Vorliegender Text —
Frau Otoo, die Handlung Ihres Romans „Adas Raum“ spult sich in Zeitschleifen ab – mal in Westafrika im 15. Jahrhundert, mal im London zur Zeit des Schriftstellers Charles Dickens und der Mathematikern Ada Lovelace, mal im Konzentrationslager Mittelbau-Dora, mal im Berlin der Gegenwart. Wie sind Sie zu diesem Konzept der Zeitschleifen gekommen?
Sharon Dodua Otoo: Es gibt ja dieses Riesenproblem des Rassismus und die Frage, was wir dagegen tun können. Ich dachte mir, es wäre cool, wenn wir mitberücksichtigen könnten, dass viele Menschen, viele Generationen vor uns mit ähnlichen Herausforderungen gekämpft und versucht haben, diese Probleme zu lösen. Und wie wäre es, wenn wir unseren Kampf nicht linear verstehen würden à la ,da haben wir schrittweise gewonnen’, sondern auch sähen, dass wir Menschen an immer gleichen Stellen auch gehadert haben, dass sich Alles immer irgendwie im Kreis dreht oder in einer Schleife. Und das meine ich nicht als etwas Deprimierendes, sondern als etwas, das wir immer wieder transformieren. Ich bin ja eine aktivistische Person, ich möchte, dass die Dinge besser werden. Also das Buch sollte Hoffnung machen, aber nicht im Sinne von zuckersüß, sondern um Möglichkeiten aufzuzeigen, wie etwas besser werden könnte – und da gehört eine Anstrengung dazu.
Das ist ja durch den Titel „Adas Raum“ ausgedrückt – eine Anspielung auf Virginia Woolfes Roman „Ein Zimmer für sich allein“. Und zum Schluss findet Ada für sich einen Raum, richtig?

Inhalt der Datensätze —
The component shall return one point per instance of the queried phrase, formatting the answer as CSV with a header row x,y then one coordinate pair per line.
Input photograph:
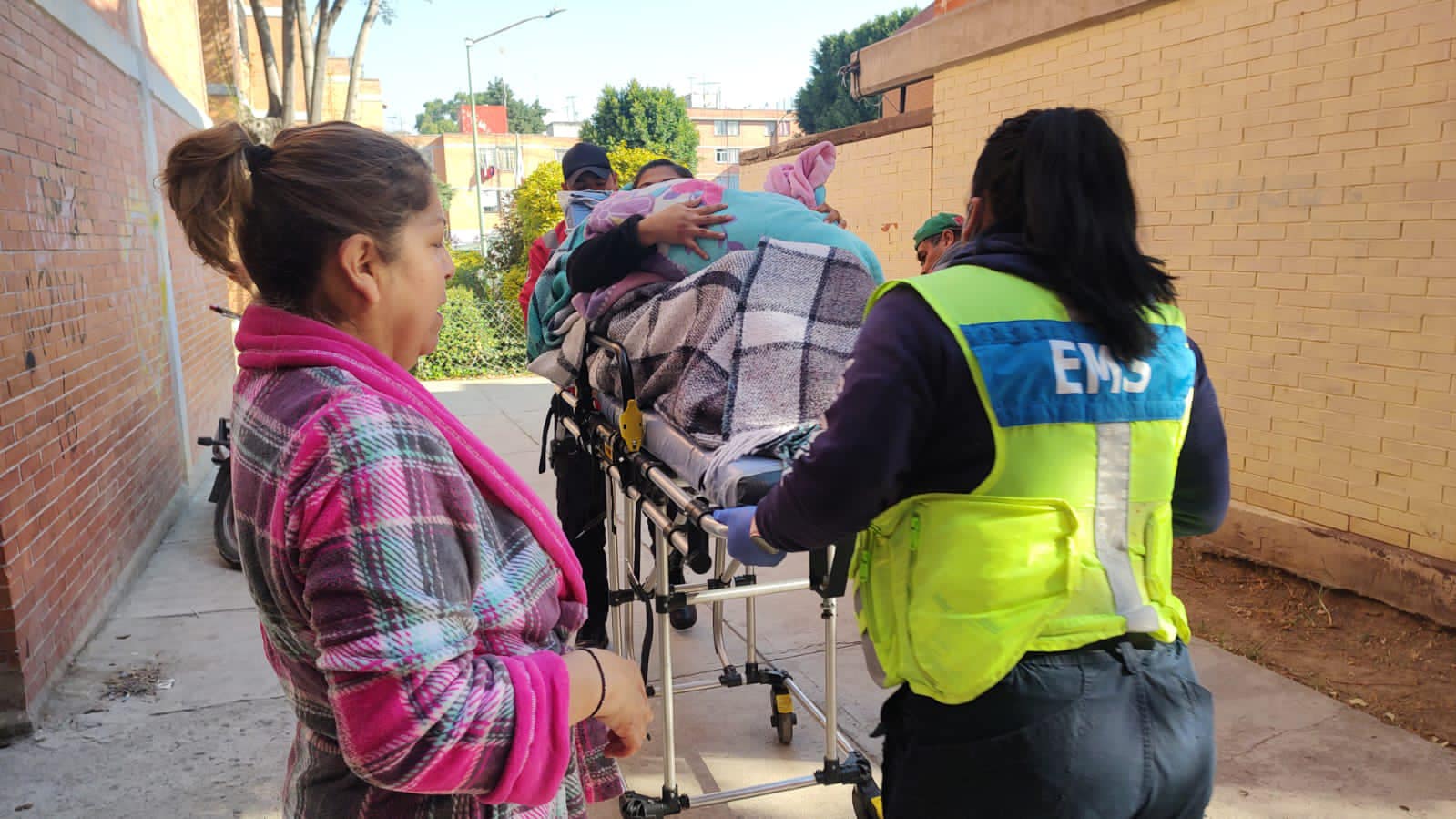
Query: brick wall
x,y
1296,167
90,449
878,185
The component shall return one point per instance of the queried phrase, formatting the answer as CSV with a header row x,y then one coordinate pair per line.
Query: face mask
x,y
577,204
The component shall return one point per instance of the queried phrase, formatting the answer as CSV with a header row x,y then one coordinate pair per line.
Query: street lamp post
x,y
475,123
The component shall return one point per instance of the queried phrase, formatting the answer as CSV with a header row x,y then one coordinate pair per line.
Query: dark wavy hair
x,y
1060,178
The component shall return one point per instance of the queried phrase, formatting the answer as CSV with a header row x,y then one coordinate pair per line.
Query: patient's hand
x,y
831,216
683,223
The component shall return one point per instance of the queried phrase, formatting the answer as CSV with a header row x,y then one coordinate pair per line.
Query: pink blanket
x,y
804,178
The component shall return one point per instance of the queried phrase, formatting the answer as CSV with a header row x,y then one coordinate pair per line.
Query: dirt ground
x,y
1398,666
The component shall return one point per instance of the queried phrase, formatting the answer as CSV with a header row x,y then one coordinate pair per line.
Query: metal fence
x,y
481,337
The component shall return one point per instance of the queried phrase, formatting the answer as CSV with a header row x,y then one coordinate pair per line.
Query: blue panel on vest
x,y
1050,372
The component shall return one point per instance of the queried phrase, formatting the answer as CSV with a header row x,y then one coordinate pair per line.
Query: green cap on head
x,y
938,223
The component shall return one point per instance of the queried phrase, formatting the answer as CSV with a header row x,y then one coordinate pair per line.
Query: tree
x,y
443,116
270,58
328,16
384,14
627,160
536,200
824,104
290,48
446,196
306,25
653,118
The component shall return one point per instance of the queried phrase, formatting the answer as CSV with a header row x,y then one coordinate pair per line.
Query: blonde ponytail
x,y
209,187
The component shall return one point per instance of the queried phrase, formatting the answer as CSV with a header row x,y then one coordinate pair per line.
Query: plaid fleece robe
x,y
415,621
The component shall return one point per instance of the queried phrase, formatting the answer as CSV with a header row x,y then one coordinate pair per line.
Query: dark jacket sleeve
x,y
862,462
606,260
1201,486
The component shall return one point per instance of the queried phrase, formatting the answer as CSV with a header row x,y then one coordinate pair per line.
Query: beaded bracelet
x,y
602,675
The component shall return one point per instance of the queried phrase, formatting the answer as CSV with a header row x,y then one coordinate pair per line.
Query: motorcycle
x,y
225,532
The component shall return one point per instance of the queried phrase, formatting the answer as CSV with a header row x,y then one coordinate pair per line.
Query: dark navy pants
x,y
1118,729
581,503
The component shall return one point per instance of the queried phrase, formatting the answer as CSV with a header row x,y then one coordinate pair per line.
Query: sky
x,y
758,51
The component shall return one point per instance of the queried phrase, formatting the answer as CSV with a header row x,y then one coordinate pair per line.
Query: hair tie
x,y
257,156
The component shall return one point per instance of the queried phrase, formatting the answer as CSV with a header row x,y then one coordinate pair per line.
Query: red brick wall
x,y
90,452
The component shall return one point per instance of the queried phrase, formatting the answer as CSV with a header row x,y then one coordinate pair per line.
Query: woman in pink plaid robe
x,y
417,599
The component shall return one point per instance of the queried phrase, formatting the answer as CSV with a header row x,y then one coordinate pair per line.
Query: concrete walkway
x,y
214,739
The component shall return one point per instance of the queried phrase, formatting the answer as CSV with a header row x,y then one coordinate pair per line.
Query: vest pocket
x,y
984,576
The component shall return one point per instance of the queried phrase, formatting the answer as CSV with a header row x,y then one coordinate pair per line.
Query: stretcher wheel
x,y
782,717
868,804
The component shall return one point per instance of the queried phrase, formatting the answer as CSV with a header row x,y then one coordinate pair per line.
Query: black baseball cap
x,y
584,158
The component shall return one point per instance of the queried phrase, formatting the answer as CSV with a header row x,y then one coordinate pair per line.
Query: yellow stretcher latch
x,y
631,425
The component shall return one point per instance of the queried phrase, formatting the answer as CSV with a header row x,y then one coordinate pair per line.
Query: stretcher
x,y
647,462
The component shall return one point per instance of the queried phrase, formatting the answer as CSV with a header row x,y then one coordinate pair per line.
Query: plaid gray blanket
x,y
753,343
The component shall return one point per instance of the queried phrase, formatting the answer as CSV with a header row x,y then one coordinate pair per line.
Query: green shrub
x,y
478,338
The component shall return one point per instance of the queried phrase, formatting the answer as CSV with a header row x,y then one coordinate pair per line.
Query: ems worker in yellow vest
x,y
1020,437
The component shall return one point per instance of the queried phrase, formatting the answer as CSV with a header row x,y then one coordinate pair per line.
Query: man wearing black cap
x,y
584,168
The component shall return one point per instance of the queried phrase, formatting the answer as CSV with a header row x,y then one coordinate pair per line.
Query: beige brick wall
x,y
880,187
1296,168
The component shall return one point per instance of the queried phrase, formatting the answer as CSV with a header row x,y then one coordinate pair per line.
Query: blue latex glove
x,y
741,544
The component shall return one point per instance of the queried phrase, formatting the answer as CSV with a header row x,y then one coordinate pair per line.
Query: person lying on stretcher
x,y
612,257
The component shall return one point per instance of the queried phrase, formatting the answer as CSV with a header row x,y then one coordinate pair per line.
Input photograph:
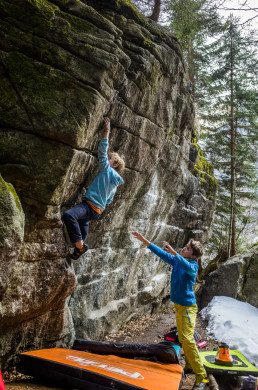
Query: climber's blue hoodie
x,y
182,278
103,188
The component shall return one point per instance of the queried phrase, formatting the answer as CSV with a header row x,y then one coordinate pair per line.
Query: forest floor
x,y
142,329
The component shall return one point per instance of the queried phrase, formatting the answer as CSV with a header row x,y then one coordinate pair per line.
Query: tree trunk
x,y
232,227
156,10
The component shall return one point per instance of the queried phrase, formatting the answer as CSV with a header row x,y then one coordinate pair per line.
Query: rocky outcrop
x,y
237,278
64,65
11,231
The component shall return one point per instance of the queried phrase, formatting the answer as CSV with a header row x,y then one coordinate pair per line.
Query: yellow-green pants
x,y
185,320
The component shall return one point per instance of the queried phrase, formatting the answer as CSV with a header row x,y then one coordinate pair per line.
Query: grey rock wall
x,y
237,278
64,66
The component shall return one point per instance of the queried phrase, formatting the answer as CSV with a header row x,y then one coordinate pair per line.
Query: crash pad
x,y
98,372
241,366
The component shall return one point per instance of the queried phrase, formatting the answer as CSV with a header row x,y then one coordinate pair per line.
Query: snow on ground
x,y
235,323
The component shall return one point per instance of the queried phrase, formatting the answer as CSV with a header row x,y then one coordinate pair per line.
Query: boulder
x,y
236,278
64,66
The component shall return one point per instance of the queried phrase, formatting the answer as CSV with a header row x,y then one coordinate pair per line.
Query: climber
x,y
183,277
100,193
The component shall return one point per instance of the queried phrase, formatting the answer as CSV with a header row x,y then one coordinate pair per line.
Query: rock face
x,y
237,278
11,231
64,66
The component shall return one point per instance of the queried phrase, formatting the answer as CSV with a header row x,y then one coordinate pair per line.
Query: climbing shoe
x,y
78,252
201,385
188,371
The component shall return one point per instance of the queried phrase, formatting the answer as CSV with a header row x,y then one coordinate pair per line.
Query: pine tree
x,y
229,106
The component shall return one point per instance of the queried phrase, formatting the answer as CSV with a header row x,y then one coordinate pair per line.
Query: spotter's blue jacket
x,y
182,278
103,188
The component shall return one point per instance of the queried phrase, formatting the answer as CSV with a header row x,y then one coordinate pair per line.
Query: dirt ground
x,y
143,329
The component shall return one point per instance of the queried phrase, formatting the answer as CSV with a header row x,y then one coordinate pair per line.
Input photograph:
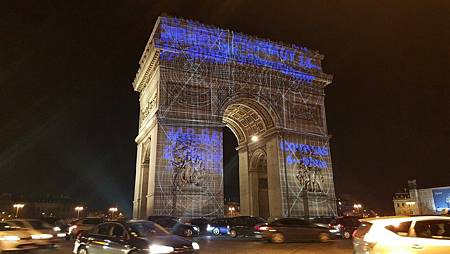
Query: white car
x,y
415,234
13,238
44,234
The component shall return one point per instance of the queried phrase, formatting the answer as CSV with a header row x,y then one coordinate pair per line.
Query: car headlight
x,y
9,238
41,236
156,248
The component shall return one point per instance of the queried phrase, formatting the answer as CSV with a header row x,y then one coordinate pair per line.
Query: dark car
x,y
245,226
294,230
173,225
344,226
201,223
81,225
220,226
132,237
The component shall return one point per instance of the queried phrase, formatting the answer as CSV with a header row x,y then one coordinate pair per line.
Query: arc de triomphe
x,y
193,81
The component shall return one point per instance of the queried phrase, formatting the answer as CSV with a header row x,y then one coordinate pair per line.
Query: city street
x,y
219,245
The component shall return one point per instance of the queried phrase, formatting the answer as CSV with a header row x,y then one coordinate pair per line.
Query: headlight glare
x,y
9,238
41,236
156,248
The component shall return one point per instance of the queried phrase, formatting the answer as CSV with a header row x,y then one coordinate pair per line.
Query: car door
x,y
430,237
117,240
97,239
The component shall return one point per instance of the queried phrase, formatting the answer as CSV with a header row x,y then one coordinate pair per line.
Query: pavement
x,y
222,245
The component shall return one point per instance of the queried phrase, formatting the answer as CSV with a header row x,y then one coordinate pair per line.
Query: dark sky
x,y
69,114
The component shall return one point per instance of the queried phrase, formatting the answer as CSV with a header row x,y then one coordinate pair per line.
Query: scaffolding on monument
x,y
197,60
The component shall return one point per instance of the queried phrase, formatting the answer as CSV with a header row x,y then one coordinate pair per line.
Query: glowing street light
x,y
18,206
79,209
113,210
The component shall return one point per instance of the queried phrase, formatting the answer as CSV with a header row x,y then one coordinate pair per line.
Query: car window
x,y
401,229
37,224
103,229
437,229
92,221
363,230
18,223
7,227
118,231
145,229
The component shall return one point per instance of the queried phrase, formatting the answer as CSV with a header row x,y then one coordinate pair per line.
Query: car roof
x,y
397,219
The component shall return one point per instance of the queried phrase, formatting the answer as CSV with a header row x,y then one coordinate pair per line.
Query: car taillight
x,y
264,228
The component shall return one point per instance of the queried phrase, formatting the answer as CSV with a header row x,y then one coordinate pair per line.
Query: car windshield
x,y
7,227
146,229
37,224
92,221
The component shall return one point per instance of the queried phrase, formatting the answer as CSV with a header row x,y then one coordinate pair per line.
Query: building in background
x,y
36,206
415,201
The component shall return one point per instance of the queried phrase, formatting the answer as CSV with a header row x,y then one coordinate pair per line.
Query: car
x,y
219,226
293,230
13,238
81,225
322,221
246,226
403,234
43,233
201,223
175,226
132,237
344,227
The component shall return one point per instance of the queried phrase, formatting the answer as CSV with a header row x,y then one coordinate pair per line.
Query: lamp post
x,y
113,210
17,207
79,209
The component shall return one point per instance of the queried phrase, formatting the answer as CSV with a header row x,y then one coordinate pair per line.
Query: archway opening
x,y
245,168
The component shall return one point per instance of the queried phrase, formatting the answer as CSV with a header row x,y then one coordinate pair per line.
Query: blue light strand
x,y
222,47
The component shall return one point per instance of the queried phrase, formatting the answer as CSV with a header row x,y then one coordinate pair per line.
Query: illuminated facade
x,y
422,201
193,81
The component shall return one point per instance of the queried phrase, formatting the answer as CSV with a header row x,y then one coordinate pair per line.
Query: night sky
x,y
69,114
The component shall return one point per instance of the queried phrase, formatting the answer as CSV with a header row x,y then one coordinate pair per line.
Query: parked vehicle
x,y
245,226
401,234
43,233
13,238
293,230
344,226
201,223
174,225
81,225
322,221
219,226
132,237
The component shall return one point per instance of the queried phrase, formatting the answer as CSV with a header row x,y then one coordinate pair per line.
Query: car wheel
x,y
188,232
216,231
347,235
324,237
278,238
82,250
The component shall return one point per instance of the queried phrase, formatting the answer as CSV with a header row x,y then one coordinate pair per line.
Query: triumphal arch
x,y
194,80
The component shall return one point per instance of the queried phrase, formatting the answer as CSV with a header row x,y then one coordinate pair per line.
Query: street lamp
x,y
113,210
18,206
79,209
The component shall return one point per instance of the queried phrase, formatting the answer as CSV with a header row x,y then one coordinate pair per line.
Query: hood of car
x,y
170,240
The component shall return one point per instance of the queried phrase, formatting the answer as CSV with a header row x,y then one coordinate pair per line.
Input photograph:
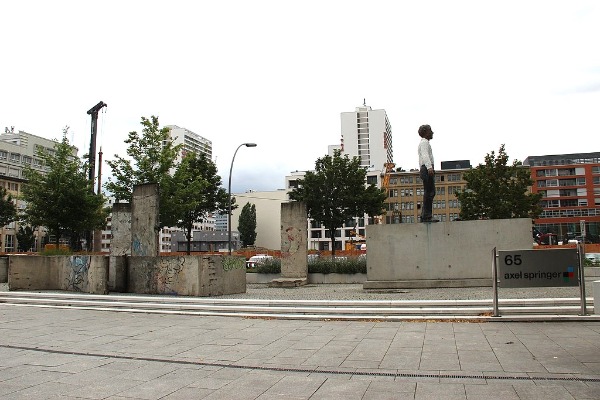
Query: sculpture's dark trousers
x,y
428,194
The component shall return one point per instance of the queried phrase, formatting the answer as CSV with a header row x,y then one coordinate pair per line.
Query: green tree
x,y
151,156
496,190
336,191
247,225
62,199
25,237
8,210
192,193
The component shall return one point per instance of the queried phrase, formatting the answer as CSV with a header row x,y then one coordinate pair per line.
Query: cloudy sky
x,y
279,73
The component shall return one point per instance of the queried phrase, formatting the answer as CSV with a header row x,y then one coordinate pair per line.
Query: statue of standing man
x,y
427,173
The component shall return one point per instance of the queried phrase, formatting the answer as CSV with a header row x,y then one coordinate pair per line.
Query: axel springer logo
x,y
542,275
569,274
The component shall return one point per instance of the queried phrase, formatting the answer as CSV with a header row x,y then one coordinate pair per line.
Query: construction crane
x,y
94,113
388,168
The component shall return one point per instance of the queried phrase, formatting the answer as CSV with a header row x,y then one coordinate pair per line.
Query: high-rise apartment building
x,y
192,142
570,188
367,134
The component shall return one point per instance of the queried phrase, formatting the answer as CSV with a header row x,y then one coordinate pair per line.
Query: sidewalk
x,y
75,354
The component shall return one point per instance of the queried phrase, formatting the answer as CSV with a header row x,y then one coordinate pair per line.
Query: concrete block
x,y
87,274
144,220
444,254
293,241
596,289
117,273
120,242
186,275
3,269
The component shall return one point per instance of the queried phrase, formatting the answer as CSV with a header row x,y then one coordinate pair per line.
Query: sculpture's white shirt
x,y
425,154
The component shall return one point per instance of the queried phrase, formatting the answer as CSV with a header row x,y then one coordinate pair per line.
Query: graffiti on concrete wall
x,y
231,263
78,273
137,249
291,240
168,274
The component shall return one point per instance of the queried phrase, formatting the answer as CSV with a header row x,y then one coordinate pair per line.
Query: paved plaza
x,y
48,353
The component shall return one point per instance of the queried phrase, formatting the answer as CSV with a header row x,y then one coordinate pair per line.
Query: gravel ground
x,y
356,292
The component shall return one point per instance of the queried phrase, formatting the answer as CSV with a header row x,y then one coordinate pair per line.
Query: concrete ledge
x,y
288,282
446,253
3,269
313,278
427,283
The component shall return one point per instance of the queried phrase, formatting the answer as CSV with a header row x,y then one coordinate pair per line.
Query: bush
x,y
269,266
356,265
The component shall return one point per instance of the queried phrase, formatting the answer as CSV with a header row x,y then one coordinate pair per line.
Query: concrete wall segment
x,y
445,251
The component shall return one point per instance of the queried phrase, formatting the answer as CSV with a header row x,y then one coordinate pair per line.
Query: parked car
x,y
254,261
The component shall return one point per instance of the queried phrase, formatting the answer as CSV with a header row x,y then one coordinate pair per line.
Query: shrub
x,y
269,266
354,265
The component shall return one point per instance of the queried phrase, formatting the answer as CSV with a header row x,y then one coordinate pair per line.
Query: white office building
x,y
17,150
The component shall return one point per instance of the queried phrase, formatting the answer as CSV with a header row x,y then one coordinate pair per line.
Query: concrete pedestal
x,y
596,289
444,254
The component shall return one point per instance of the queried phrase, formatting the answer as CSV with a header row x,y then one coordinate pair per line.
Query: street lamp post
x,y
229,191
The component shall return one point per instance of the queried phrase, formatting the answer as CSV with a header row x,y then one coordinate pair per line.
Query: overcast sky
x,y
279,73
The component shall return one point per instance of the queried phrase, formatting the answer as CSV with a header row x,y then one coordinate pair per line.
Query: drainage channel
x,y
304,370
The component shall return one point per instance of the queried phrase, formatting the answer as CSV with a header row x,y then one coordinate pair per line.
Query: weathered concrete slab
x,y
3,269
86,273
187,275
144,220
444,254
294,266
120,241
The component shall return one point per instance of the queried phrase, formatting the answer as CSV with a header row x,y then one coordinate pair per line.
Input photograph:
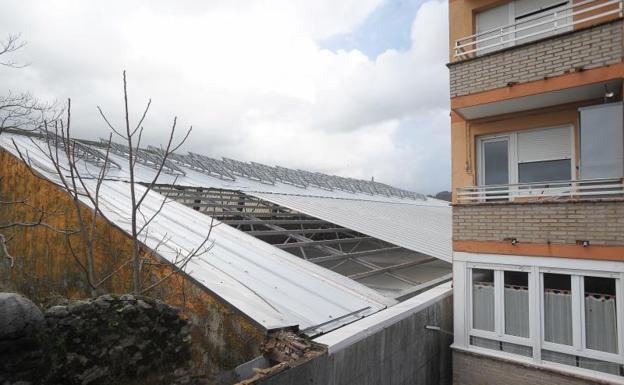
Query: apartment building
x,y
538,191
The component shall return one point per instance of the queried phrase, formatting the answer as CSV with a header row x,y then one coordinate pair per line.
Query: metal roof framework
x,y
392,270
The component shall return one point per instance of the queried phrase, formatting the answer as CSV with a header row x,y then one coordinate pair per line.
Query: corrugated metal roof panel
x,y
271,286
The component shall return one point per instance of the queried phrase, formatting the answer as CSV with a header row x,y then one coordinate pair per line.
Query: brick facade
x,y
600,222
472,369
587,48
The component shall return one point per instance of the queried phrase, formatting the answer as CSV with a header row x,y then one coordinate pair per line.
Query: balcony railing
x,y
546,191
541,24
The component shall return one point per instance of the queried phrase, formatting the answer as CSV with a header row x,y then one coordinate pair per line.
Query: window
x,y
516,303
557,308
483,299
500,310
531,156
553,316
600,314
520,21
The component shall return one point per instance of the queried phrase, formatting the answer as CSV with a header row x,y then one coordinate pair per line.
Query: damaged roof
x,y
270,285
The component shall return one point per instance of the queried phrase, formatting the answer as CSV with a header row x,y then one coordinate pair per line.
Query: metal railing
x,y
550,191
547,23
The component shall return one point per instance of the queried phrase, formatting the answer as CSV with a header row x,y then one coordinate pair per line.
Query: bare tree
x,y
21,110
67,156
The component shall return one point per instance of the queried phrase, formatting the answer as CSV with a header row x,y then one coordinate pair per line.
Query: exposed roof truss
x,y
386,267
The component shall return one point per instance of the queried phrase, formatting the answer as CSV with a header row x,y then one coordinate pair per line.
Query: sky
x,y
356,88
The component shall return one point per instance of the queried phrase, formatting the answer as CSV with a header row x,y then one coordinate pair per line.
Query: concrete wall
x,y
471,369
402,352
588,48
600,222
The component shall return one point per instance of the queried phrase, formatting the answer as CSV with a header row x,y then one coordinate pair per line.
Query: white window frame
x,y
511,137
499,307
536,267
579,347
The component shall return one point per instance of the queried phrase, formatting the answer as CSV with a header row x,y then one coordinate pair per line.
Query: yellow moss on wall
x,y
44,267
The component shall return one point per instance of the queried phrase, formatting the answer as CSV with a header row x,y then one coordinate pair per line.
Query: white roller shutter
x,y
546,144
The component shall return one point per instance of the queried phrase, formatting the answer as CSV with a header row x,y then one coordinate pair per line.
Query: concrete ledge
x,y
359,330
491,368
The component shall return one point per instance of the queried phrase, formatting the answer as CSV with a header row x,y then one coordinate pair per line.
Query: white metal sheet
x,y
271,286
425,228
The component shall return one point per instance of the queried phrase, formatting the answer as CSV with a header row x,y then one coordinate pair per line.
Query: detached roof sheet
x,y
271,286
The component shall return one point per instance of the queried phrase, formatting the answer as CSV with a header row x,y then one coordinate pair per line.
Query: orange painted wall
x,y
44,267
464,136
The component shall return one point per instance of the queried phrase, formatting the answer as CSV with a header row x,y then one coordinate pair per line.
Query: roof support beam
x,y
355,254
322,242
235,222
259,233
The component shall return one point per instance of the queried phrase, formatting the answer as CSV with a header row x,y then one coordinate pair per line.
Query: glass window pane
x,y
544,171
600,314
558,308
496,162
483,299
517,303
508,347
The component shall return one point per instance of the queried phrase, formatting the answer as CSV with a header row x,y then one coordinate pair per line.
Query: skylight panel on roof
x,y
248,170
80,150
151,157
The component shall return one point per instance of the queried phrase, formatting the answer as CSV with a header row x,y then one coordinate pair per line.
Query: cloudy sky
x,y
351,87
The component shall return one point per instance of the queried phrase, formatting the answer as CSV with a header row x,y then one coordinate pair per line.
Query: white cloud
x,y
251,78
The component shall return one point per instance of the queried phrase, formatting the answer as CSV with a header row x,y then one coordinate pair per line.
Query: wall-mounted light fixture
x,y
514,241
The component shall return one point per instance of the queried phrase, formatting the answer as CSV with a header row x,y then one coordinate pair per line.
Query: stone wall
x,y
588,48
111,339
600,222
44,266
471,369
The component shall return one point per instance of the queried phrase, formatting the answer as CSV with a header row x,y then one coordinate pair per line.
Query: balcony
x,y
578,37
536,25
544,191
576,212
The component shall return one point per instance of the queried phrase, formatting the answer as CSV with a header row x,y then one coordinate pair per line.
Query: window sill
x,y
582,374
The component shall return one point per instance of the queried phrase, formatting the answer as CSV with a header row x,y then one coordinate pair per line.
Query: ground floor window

Aufgabe — Kopiere aus dem Interview den Abschnitt wortgetreu. Er beginnt bei den Worten „Frau Otoo, die“ und endet nach „der Zeitschleifen gekommen?“.

Ergebnis —
Frau Otoo, die Handlung Ihres Romans „Adas Raum“ spult sich in Zeitschleifen ab – mal in Westafrika im 15. Jahrhundert, mal im London zur Zeit des Schriftstellers Charles Dickens und der Mathematikern Ada Lovelace, mal im Konzentrationslager Mittelbau-Dora, mal im Berlin der Gegenwart. Wie sind Sie zu diesem Konzept der Zeitschleifen gekommen?